Exercise description
Rewrite all the rows below, changing "like this sample" to "in this format" and leaving everything else the same. Omit the pictures from your version.

Material supplied
○ ○ ○

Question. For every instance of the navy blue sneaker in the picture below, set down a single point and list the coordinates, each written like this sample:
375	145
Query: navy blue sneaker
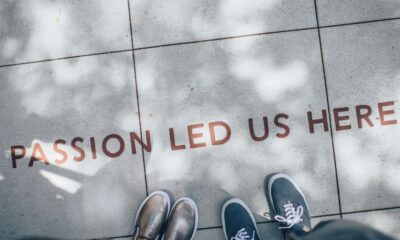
238	221
288	204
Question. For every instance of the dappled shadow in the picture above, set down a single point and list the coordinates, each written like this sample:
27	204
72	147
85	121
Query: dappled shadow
85	97
231	80
39	30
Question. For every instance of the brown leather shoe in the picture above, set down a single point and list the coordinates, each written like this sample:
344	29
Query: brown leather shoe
151	216
183	220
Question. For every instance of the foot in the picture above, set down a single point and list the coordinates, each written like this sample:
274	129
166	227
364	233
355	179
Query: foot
183	220
288	204
238	221
151	216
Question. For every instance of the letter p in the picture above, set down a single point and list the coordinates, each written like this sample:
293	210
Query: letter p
15	156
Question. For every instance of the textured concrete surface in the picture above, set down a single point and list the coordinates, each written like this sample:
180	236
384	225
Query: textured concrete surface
241	80
362	67
68	70
341	12
159	22
43	102
387	221
38	30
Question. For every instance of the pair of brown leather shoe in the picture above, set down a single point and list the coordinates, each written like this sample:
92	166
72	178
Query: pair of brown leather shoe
156	220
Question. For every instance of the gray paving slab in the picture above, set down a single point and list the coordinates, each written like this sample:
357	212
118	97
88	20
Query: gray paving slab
387	221
38	30
161	22
266	230
72	197
362	69
232	81
338	12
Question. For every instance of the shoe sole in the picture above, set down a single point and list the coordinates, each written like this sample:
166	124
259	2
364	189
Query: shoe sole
196	212
281	175
164	194
244	205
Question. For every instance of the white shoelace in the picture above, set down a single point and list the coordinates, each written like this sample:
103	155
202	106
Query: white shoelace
243	235
293	215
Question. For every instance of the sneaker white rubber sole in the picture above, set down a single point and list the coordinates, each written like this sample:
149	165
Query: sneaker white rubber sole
196	212
281	175
244	205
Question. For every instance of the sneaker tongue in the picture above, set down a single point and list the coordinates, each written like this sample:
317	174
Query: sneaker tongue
245	233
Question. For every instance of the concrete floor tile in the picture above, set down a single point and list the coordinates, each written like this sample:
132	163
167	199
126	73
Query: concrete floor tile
85	197
339	12
38	30
232	81
362	68
316	220
387	221
160	22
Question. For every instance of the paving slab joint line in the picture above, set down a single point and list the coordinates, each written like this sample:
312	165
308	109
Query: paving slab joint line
199	41
137	99
329	110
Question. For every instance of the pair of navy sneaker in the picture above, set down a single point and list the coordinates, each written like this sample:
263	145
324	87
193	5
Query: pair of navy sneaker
286	201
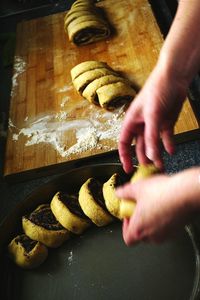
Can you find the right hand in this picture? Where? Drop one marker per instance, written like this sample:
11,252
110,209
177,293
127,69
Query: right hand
151,115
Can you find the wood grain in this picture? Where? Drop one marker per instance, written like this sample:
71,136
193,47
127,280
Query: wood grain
43,96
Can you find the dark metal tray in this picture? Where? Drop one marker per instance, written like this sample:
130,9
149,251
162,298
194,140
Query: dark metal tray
97,264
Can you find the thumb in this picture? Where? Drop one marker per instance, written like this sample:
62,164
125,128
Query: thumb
127,191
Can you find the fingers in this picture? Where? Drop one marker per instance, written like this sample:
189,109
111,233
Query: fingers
140,150
168,141
152,141
128,133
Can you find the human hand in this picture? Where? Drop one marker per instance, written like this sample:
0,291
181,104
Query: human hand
152,115
162,206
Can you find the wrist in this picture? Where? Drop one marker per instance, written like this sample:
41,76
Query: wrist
188,193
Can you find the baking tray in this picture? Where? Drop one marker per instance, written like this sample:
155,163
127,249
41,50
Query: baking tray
97,264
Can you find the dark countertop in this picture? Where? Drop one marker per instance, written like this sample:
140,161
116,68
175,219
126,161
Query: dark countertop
187,154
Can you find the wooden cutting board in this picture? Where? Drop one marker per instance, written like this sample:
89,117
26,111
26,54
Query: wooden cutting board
49,122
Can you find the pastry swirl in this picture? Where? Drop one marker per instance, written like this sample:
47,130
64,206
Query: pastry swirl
27,253
88,25
42,226
68,212
93,204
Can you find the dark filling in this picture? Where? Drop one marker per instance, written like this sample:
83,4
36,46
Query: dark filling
84,35
95,188
118,101
118,181
71,202
45,218
26,242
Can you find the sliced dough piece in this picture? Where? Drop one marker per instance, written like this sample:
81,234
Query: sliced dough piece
127,206
111,200
76,15
90,91
82,2
82,19
87,66
42,226
84,79
88,32
92,202
26,253
68,212
115,94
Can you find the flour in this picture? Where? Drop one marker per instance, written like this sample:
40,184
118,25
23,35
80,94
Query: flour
70,258
18,68
87,133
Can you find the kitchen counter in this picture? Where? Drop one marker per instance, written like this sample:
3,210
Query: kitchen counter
187,154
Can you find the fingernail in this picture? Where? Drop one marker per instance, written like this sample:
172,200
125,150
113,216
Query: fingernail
150,153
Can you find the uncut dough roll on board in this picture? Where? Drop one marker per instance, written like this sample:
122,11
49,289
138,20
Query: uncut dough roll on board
88,26
68,212
93,204
27,253
42,226
101,85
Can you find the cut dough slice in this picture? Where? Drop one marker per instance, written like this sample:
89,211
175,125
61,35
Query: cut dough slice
68,212
26,253
127,206
87,66
90,91
115,94
82,19
75,15
85,78
42,226
111,200
88,32
82,2
93,204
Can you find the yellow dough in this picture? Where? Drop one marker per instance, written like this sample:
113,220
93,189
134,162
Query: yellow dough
115,94
93,204
101,85
87,27
86,66
90,91
42,226
143,171
81,82
68,212
111,200
26,253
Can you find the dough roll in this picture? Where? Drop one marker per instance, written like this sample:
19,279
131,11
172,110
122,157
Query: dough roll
84,79
85,23
115,94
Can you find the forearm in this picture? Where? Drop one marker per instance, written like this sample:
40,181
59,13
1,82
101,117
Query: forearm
188,189
180,55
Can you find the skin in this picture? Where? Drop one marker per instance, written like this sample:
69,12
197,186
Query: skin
151,116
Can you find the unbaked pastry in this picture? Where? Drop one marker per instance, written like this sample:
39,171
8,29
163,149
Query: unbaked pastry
89,26
26,253
115,94
93,204
111,200
101,85
68,212
81,82
87,66
90,91
42,226
127,206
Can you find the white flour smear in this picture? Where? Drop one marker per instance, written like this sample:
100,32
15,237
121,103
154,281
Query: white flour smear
18,68
88,133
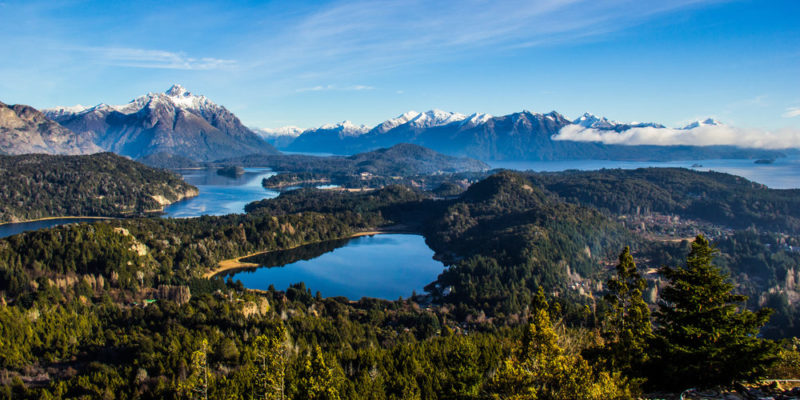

○ ○ ○

Answer for this exercise
Question. For every instance of the navy blue sneaker in the picture below, set down a single point and list the coordinates, each written in this format:
375	145
Query: navy blue sneaker
238	221
288	204
Question. For every instance of the dappled shadow in the picture above, set down a single point and list the coordinates, each written in this format:
27	204
72	147
85	121
Query: dappled shadow
85	97
231	80
39	30
Question. For every instance of the brown leather shoe in the picture above, set down a single point and list the coordinates, each written in this format:
344	29
Query: brown leather shoe
151	216
183	220
Question. For every instance of the foot in the picture above, set down a single point and list the coordinates, each written in this format:
274	129
166	227
364	233
355	179
Query: foot
183	220
288	204
238	221
151	216
Question. For every instance of the letter p in the picture above, set down a single point and list the coordinates, each written in this format:
293	210
Query: letter p
15	156
Question. For every instance of the textured concrete surface in the picture above, set down a single point and list the coordinates, each written in this format:
180	236
384	225
Query: textured concrete surface
241	80
362	67
68	70
341	12
159	22
43	102
387	221
38	30
Question. For every instance of the pair of brown leather shoe in the picture above, set down a single point and list the coordinates, each written in this format:
92	166
72	178
Query: pair of brown leather shoe
156	220
Question. For every instance of the gray paving slab in the picture above, set down a single point and list the coordinates, each written in this format:
357	212
118	97
88	20
Query: gray paving slab
387	221
38	30
161	22
266	230
72	197
362	69
232	81
338	12
Question. For every instance of the shoe sole in the picture above, set down a single point and list the coordinates, each written in this format:
166	124
259	2
364	189
Query: shoe sole
196	212
281	175
164	194
244	205
Question. For every instance of the white shoelace in the picture above, set down a single point and list the coordinates, each written in this format:
103	155
202	106
Query: white shoelace
243	235
293	215
Question. For every instance of the sneaker white rubber sole in the picture above, set down a single point and list the coordinates, each written in this format:
149	165
Query: sneaker white rubber sole
196	212
281	175
244	205
Question. For every instance of the sneaker tongue in the picture above, set down a single point and list the coordinates, each written in this format:
317	174
Query: sneaker tongue
245	233
Question. For every instance of the concrete floor tile in the picture above, set down a single point and list the coordinates, each written in this format:
132	163
167	199
126	73
Query: concrete floor tile
85	197
339	12
38	30
232	81
362	68
316	220
387	221
160	22
Question. For every instance of the paving slab joint line in the picture above, set down a single point and list the coordinates, each written in this format:
312	165
308	109
Query: paving slab joint line
199	41
137	99
329	110
Question. For every instance of the pair of navy sneaker in the picture above, set down a single point and list the coordinates, each written in this format:
263	145
324	87
193	5
Query: pair of navy sneaker
286	201
Can you find the right hand in this picture? Where? Drop one marker per instance, written in this format:
11,252
110,209
177,293
127,69
Query: right hand
151,115
Can you find the wood grain in this picture? Where? Drop one marker per instance, written in this format:
71,136
193,47
127,280
Query: wood grain
43,96
Can you find the dark metal tray in this picture? Where? Drop one marker per instance, written in this format:
130,9
149,251
162,298
194,140
Query: dark metal tray
97,264
Can you find the thumb in this picture? Where? Drop one marker per instance, written in this format:
62,164
125,128
Query: thumb
127,191
Can you find the fingers in this picture? Where? Drop one marker per instance, written in this format:
189,109
111,233
Query: fingers
140,150
168,141
152,141
128,133
Can you find the human hand in this picture? Where? Drop one marker per instance, written in this format:
0,291
181,104
Query: human hand
152,115
162,206
Can you find the wrist in this picture? Where? Drop one marker per instance, written in this format:
41,76
Query: wrist
188,193
Can you find the baking tray in this picture? Where? Drop one marker per instance, written in this format:
155,163
127,249
41,50
Query: baking tray
97,264
Can you find the dark countertop in this picture? Where? Drop one marker per instance, written in this format:
140,161
116,68
175,219
126,161
Query: dark countertop
187,154
Can you find the wooden cutting board in this picture? Where? Drop one marker per instance, written in this format:
89,117
26,111
26,54
Query: wooden cutting board
49,122
Can you find the pastry swirl in this picture? Where? Drop one marker per instance, written in this format:
47,130
64,206
Query: pastry swirl
27,253
88,25
42,226
68,212
93,204
Can you find the dark filling in this picture? Where? Drop one marker per instance, written in this format:
83,4
36,46
Query: dark filling
84,35
95,188
118,101
118,181
71,202
45,218
26,242
Can you find the sliced dough piece in this picture? Where? Drop one marker per instance, written in this format:
81,234
Query: sliced dough piece
127,206
111,200
76,15
90,91
82,2
82,19
87,66
42,226
84,79
88,32
92,202
26,253
68,212
115,94
Can you find the flour in this picture? Where? Drop one marker per instance, written in this format:
40,184
118,25
23,35
80,94
Query: flour
70,258
18,68
87,133
Can you find the kitchen counter in this picture? Where? Drop one marker per instance, written in this format:
3,210
Query: kitchen counter
187,154
Can you find the fingernail in this picture? Where? Drop one marker per instance, written in this format:
172,200
125,150
113,216
Query: fingernail
150,153
Can you find the uncut dough roll on board in this picture? Where? Drop one marker per instance, written in this format:
122,11
49,289
138,20
Query: uncut dough roll on board
88,26
68,212
93,204
27,253
42,226
101,85
Can you find the cut dough slice in this picture? Where? Drop one marker per instance, written in this format:
89,211
175,125
61,35
Query: cut dough slice
68,212
26,253
127,206
87,66
90,91
115,94
82,19
75,15
85,78
42,226
111,200
88,32
82,2
93,204
Can you find the yellow dough in this picture? Where? Drop one marker per instance, written in this format:
113,220
93,189
134,162
Query: yellow dough
115,94
93,204
101,85
87,27
86,66
90,91
42,226
143,171
81,82
68,212
111,200
26,253
Can you find the dough roll in this picture? Where? Drop one marker per instance, written in this format:
19,279
131,11
172,110
122,157
Query: dough roll
84,79
85,23
115,94
Can you find the forearm in this picture? Where? Drop one marker per instance, written in this format:
40,181
59,13
1,82
101,117
Query: forearm
188,189
180,55
Can you find the skin in this picture? Where? Drop one marker per instance, written in this format:
69,12
197,186
Query: skin
151,116
Can you find the unbaked pastry in this picture? Where? Drop one marker per instance, written in this format:
39,171
8,29
163,149
Query: unbaked pastry
89,26
26,253
115,94
93,204
111,200
101,85
68,212
81,82
87,66
90,91
42,226
127,206
Can you find the white flour smear in this picture? Where? Drop one marker per instance, written in this format:
100,32
15,237
121,103
154,281
Query: white flour smear
18,68
88,133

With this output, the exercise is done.